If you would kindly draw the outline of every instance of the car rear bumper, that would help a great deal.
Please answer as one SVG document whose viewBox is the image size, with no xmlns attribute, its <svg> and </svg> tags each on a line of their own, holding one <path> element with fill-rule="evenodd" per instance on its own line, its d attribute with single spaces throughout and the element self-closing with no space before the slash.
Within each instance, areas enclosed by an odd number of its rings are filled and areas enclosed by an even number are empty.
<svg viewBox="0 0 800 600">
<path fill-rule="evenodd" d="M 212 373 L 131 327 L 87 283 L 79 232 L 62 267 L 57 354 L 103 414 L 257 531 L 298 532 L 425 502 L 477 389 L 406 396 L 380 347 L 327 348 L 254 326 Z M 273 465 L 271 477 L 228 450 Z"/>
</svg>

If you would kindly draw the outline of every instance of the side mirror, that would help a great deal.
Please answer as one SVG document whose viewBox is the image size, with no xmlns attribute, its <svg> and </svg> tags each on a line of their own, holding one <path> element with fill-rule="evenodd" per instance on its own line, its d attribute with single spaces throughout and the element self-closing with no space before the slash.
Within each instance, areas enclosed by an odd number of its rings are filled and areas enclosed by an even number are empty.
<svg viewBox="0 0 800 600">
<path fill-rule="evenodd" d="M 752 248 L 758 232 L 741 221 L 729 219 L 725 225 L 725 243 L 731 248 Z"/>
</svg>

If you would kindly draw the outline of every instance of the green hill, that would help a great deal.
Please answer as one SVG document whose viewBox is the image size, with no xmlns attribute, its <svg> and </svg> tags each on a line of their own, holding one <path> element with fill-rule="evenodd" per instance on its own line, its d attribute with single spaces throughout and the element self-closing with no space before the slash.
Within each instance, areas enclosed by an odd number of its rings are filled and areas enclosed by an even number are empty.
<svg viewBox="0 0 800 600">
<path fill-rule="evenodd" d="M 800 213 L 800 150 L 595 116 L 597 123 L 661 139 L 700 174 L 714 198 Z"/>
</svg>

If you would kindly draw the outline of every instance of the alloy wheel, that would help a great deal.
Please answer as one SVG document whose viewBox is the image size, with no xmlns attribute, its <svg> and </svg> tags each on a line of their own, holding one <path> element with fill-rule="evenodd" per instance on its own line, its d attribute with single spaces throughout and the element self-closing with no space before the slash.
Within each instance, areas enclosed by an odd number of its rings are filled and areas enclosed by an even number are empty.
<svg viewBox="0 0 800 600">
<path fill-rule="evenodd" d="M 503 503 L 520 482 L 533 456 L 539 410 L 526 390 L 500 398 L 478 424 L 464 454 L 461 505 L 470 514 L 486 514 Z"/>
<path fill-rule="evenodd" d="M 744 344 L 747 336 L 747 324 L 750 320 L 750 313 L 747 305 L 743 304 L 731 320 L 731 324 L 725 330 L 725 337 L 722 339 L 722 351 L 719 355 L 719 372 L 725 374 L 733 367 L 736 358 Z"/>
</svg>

...

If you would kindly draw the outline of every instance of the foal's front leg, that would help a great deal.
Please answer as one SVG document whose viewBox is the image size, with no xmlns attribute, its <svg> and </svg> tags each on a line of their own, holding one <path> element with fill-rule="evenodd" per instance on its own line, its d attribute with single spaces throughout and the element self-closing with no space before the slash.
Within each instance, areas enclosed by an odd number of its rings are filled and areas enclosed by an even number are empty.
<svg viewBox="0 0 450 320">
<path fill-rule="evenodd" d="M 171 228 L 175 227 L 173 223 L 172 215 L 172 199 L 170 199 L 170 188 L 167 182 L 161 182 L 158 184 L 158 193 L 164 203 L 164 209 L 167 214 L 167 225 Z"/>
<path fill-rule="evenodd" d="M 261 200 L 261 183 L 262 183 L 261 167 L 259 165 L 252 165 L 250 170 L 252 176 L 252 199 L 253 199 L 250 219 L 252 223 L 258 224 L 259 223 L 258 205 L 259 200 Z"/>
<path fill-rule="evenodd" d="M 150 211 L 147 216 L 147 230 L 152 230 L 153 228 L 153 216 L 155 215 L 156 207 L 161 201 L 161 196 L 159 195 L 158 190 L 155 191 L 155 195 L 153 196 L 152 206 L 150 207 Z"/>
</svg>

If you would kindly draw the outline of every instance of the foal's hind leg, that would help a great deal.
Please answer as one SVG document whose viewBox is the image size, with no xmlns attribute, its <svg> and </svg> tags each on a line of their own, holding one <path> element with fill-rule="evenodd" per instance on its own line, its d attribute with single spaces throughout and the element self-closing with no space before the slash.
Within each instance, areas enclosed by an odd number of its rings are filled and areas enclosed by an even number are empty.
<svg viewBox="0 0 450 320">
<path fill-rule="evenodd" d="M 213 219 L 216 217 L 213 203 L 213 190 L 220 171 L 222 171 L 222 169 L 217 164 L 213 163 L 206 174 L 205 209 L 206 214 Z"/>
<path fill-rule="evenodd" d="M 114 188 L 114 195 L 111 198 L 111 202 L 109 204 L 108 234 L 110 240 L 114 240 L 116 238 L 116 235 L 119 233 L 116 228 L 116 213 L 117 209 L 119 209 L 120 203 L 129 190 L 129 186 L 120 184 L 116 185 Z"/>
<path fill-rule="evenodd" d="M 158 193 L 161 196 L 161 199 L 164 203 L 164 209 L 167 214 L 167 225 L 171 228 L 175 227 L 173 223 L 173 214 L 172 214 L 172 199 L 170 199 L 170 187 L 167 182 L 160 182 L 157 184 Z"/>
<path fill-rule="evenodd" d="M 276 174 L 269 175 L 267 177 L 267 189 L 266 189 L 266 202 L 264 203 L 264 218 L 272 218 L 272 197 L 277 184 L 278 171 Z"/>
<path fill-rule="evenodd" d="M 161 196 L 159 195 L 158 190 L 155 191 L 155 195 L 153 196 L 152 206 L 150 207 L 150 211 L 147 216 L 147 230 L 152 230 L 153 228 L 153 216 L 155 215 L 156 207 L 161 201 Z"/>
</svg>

==

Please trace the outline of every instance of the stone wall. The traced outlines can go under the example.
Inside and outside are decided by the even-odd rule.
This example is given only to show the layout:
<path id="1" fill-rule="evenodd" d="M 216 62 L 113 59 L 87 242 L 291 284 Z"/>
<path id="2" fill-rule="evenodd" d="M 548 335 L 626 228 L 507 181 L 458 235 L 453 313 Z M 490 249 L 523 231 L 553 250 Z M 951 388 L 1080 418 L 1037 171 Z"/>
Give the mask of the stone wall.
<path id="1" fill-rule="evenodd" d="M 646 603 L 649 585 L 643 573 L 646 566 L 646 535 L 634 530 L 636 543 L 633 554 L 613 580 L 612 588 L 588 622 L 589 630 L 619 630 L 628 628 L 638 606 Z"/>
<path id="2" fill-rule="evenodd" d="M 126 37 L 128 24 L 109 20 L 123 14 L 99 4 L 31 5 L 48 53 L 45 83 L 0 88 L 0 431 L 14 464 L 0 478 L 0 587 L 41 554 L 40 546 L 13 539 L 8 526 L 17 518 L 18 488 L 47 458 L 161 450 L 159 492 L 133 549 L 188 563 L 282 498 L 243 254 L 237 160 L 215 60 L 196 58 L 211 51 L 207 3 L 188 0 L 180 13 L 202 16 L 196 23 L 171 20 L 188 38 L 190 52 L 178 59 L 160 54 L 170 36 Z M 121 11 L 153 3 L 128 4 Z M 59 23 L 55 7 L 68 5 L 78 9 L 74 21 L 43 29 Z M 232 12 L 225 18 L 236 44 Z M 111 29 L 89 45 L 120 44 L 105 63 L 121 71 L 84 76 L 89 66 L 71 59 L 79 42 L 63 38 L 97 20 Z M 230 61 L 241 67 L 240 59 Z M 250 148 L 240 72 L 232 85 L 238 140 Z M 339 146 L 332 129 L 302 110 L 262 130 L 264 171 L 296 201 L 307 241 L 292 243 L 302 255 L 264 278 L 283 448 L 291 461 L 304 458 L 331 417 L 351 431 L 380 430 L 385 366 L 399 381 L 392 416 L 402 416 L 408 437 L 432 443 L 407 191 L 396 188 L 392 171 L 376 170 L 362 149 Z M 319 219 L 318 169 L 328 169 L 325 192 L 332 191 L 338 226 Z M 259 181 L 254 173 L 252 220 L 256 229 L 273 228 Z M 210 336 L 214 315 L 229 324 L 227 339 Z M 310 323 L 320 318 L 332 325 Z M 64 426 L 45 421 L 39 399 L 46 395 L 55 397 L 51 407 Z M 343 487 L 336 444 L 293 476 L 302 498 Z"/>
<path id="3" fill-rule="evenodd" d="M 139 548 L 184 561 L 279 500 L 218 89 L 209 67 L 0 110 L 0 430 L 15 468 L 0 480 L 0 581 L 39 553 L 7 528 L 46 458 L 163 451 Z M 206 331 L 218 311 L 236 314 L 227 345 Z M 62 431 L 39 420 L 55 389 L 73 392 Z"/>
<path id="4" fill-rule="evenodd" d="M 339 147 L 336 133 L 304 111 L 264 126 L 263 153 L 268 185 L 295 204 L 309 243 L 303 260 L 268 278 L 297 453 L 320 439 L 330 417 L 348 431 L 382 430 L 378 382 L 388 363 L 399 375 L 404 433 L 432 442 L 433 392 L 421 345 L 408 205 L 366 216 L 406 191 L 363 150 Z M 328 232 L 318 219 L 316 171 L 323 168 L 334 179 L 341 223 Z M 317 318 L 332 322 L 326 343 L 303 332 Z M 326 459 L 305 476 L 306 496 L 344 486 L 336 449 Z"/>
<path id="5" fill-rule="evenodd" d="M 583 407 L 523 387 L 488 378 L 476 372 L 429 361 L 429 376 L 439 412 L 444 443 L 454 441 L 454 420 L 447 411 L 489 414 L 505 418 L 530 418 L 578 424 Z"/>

• [About this exercise]: Filter the entries and copy each line with "example".

• [Response area]:
Please trace the outline of every instance of the stone wall. The traced outlines can go under the example.
This example is given only to show the layout:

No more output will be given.